## GIVEN PROBLEM
Recast the records below as a numbered list with no blank lines. Leave the pictures out.

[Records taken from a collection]
........

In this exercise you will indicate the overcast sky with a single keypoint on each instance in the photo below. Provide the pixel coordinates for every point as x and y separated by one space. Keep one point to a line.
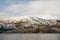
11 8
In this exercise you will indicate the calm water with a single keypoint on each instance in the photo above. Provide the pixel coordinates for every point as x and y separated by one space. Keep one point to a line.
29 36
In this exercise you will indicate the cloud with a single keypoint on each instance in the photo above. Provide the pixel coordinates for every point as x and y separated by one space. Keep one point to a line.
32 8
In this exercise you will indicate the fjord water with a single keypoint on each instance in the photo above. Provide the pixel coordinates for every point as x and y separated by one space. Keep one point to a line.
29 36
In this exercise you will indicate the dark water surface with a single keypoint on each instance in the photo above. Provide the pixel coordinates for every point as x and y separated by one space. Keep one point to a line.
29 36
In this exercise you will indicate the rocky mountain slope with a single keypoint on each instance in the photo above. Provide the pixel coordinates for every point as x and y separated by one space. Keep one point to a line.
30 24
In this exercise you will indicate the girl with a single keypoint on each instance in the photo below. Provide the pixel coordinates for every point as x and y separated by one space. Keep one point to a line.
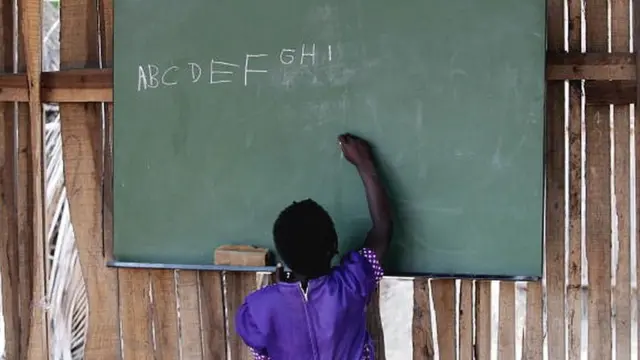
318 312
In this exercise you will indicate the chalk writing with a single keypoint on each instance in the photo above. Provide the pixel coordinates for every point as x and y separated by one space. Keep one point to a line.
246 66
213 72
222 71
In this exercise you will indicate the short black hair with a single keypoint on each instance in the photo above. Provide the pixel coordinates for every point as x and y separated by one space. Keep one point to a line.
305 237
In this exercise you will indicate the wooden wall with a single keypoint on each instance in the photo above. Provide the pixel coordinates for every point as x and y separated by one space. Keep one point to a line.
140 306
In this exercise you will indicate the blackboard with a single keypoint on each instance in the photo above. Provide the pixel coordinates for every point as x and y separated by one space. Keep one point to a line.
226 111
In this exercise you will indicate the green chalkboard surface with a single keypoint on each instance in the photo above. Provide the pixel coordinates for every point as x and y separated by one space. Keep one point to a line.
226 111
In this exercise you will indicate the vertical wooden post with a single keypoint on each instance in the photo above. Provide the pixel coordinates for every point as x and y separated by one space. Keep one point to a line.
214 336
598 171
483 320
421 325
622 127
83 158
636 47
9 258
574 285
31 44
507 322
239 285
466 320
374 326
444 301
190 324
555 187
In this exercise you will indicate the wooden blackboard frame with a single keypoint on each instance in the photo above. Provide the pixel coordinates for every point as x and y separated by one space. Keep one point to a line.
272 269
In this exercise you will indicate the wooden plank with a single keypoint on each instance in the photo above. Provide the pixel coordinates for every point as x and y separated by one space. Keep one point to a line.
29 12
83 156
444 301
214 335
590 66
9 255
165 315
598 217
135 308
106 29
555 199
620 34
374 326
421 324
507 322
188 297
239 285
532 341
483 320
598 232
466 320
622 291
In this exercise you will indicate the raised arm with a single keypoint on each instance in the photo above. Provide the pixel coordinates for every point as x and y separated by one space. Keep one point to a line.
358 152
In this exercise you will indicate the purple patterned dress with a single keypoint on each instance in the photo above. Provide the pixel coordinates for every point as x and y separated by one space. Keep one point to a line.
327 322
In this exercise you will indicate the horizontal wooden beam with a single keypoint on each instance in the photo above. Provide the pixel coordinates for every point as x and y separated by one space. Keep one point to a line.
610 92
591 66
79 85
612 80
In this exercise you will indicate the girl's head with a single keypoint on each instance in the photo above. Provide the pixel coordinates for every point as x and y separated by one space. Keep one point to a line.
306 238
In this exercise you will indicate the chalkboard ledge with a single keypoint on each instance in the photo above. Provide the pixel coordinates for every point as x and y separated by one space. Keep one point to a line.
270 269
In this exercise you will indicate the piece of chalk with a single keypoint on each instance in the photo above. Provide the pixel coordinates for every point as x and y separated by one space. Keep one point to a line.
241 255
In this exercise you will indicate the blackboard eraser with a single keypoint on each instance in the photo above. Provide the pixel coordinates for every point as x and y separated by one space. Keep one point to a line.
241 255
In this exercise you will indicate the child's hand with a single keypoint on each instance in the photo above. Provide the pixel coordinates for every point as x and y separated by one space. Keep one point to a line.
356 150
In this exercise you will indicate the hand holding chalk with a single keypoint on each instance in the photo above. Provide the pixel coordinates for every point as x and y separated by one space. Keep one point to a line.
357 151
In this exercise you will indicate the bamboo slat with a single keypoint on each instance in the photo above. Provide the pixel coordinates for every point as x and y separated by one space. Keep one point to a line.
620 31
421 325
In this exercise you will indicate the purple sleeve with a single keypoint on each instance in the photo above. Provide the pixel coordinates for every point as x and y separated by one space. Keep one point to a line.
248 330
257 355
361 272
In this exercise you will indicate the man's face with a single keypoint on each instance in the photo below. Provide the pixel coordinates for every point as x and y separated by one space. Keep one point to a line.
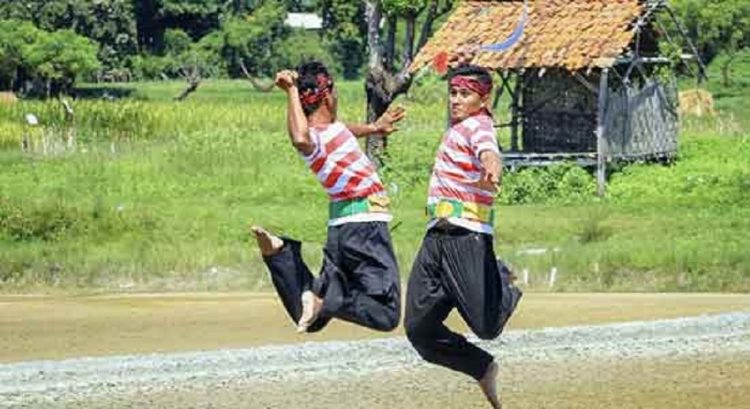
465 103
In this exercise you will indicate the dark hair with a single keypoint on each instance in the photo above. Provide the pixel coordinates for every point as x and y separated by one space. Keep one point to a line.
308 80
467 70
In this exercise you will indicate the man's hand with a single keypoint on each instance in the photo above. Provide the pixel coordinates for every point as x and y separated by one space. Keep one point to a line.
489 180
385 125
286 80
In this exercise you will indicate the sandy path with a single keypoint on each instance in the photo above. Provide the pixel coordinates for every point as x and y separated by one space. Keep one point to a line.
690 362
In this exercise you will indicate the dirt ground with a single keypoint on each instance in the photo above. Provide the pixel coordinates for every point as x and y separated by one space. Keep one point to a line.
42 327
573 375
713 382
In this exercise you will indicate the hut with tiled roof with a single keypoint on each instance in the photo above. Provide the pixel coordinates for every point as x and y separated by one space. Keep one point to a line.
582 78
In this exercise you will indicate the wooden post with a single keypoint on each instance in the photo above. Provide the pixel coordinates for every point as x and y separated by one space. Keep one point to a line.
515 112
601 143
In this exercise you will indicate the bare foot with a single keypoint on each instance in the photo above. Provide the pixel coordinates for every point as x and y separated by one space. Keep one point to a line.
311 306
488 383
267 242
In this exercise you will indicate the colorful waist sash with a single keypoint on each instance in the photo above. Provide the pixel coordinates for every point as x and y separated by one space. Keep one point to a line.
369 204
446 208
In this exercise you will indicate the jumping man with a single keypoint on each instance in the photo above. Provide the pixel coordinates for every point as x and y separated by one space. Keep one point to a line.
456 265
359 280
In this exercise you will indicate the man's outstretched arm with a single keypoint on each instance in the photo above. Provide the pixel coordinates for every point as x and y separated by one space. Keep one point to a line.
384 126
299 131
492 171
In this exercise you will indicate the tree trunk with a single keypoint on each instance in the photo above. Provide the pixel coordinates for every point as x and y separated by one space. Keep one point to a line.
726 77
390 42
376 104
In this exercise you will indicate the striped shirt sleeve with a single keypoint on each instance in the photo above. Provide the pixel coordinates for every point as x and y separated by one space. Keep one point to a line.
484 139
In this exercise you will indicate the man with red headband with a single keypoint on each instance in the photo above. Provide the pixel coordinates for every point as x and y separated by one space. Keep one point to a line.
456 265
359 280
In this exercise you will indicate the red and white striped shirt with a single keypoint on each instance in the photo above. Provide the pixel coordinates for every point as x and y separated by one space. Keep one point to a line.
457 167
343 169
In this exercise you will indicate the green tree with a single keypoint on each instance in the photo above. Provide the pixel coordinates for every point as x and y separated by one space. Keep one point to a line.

........

## TASK RESULT
1. In this exercise you will indicate the overcast sky with a single keypoint on each instance in the photo below. Provide the pixel coordinates for every point as x and y separated by one space. Keep one point to a line.
2. 11 8
3. In this exercise you will indicate the calm water with a single keypoint on each instance in the photo above. Provide the pixel coordinates for every point as x and y separated by one space. Keep one point to a line.
4. 29 36
5. In this exercise you will indicate the cloud with a single keypoint on each instance in the photo above. Provide the pixel coordinates for every point as x and y separated by one space. Keep one point to a line.
6. 32 8
7. In this exercise you will indicate the fjord water with a single keypoint on each instance in the photo above. Provide the pixel coordinates for every point as x and y separated by one space. Keep one point to a line.
8. 29 36
9. In this exercise you will indicate the dark water surface with a single keypoint on each instance in the photo above. Provide the pixel coordinates for every point as x and y separated by one space. Keep one point to a line.
10. 29 36
11. In this exercise you will indicate the rocky mountain slope with a single keypoint on each instance in the photo above. Provide the pixel coordinates for every point as x and y separated by one space. Keep one point to a line.
12. 30 24
13. In this exercise you will indicate the girl with a single keypoint on each instance in the photo below. Provide the pixel coordinates for every point as x and y separated by one space. Keep one point to a line.
14. 318 312
15. In this exercise you will indicate the chalk writing with a single keypoint on each instance in the photo above. Provide the pixel coordinates for every point as x and y separated by one space. Keep one point to a line.
16. 246 66
17. 213 72
18. 222 71
19. In this exercise you will indicate the short black hair with a single keypoint on each instance in the photo above. Provide the pixel coordinates for every point as x and y separated by one space. Keep one point to a line.
20. 305 237
21. In this exercise you will indicate the wooden wall with a single keypoint on each instance in the photo above. Provide the pixel coordinates for every point as x and y separated by one space. Keep one point to a line.
22. 140 306
23. In this exercise you will indicate the blackboard with a single keypoint on each instance in the photo above. Provide the pixel coordinates for every point as x and y separated by one space. Keep one point to a line.
24. 226 111
25. In this exercise you will indicate the green chalkboard surface with a single keypoint on each instance in the photo above. Provide the pixel coordinates for every point as x and y separated by one space. Keep one point to a line.
26. 226 111
27. In this exercise you will indicate the vertical wooden post with a single keypoint on each instance in the photo above. Provide the pixel coordinates for every point as x and y separated by one space. Keep one point to a line.
28. 214 336
29. 598 171
30. 483 320
31. 421 325
32. 622 127
33. 83 158
34. 636 47
35. 9 258
36. 574 285
37. 31 44
38. 507 322
39. 239 285
40. 466 320
41. 374 326
42. 444 301
43. 190 324
44. 555 187
45. In this exercise you will indicate the wooden blackboard frame with a single keypoint on each instance in the photo above. Provide the pixel coordinates for every point as x and y separated by one space. Keep one point to a line.
46. 272 269
47. In this exercise you will indicate the wooden plank with a single keypoint on each instance in the photo above. Provide the pixel coordinates for every point as x and y separated by one space. Keep one point to a line.
48. 29 12
49. 83 156
50. 444 301
51. 214 335
52. 590 66
53. 9 255
54. 165 315
55. 598 217
56. 135 308
57. 106 29
58. 555 199
59. 620 34
60. 374 326
61. 421 324
62. 507 322
63. 188 297
64. 239 285
65. 532 341
66. 483 320
67. 598 232
68. 466 320
69. 622 291
70. In this exercise you will indicate the raised arm with a single keypoint on each instance in the photo above. Provide the pixel coordinates for every point as x and y separated by one space. Keep one point to a line.
71. 358 152
72. In this exercise you will indicate the purple patterned dress with a single keypoint on each instance in the photo above. Provide the pixel coordinates for every point as x and y separated by one space. Keep one point to a line.
73. 327 322
74. In this exercise you will indicate the horizontal wooden beam with a single keypoint on each instance in the photo above. Provide the pixel coordinates for every point as x and y separated by one space. Keep one point to a line.
75. 610 92
76. 591 66
77. 79 85
78. 612 80
79. In this exercise you will indicate the girl's head with a single keypoint on each instance in the photo above. Provide the pixel coordinates for every point as x and y separated by one space. Keep one point to a line.
80. 306 238
81. In this exercise you will indicate the chalkboard ledge with a single keypoint on each instance in the photo above. Provide the pixel coordinates for every point as x and y separated by one space. Keep one point to a line.
82. 270 269
83. In this exercise you will indicate the piece of chalk with a single keypoint on each instance in the photo above. Provide the pixel coordinates for every point as x and y separated by one space. Keep one point to a line.
84. 241 255
85. In this exercise you will indicate the blackboard eraser with a single keypoint on each instance in the photo above. Provide the pixel coordinates for every point as x and y separated by one space. Keep one point to a line.
86. 241 255
87. In this exercise you will indicate the child's hand with a single keypoint on each instance in the photo above. Provide the pixel coordinates for every point as x and y separated by one space. Keep one point to a line.
88. 356 150
89. In this exercise you will indicate the hand holding chalk with a single keypoint on each instance in the photo above. Provide the pixel coordinates for every point as x and y separated by one space. Keep one point to a line.
90. 357 151
91. In this exercise you will indicate the bamboo slat with a single keypoint on each instance in the photo above. Provide the pixel coordinates for every point as x and y separated by one space. Keep one point to a line.
92. 620 31
93. 421 325
94. In this exercise you will indicate the purple sleeve with a single keypoint on each instance in the photo above. Provide the pixel coordinates for every point as x and y separated by one space. Keep one point to a line.
95. 248 330
96. 257 355
97. 361 272
98. In this exercise you will indicate the man's face with a single keypoint on each instance in the photo below. Provide the pixel coordinates for every point as x and y separated by one space. Keep one point to a line.
99. 465 103
100. In this exercise you will indicate the dark hair with a single keypoint on each instance in the photo above. Provide the pixel coordinates for every point as x and y separated by one space. Keep one point to a line.
101. 308 80
102. 467 70
103. In this exercise you will indicate the man's hand with a single keypoint on each instance in the photo above. Provide the pixel coordinates for every point as x and y separated by one space. Keep one point to a line.
104. 489 180
105. 385 125
106. 286 80
107. In this exercise you will indicate the sandy path with a single keypoint on each instance in the photo above. Provide the pixel coordinates for every point as x and y separated by one space. Keep one point to a line.
108. 690 362
109. In this exercise you will indicate the dirt ground with a single keypoint on each instance in the photo above. Provide the pixel coordinates for every point as x and y separated by one space. Keep one point to a line.
110. 42 327
111. 573 375
112. 713 382
113. In this exercise you will indicate the hut with tiled roof with a single keypoint on each instance in the photo above. Provide the pixel coordinates for every point as x and y separated by one space. Keep one point to a line.
114. 582 78
115. In this exercise you will indicate the wooden post with a single keypoint on each instance in the photo above. Provide the pixel coordinates for every point as x and y separated by one space. Keep one point to a line.
116. 515 112
117. 601 143
118. In this exercise you will indicate the bare foot with a single keypoint on each instance in the photo above. Provide the pixel coordinates for every point as x and y separated by one space. Keep one point to a line.
119. 311 306
120. 488 383
121. 267 242
122. In this exercise you will indicate the colorful waist sash with a single keypoint on each instance in the photo above. Provide the pixel coordinates for every point as x and y separated by one space. Keep one point to a line.
123. 369 204
124. 446 208
125. In this exercise you will indicate the jumping man with a single keypoint on each instance in the photo above. Provide the pixel coordinates for every point as x and y separated by one space. Keep one point to a line.
126. 456 265
127. 359 280
128. In this exercise you will indicate the man's outstretched arm with a single keypoint on each instance in the photo above. Provide the pixel coordinates for every point as x and y separated by one space. Keep one point to a line.
129. 384 126
130. 299 131
131. 492 171
132. In this exercise you will indicate the tree trunk with a single keypoint on each instance in the photo above. Provide the pixel coordinates for every point as x and y separated by one space. Keep one point to a line.
133. 726 77
134. 390 42
135. 376 104
136. In this exercise you will indicate the striped shirt sleeve with a single keypoint on each instance in the photo above. Provide the pixel coordinates for every point as x and y separated by one space. Keep one point to a line.
137. 484 139
138. In this exercise you will indicate the man with red headband with a single keypoint on each instance in the photo above. Provide the pixel coordinates for every point as x and y separated by one space. Keep one point to a line.
139. 456 265
140. 359 280
141. In this exercise you will indicate the red and white striped shirt with a single keypoint on each instance in the photo above. Provide the pixel coordinates for every point as x and y separated by one space. Keep one point to a line.
142. 457 167
143. 343 169
144. In this exercise you will indicate the green tree with a single keypoint on each instance in the photo above. Provide the pixel coordinates for every point as x and y separated by one space. Keep one point to a line.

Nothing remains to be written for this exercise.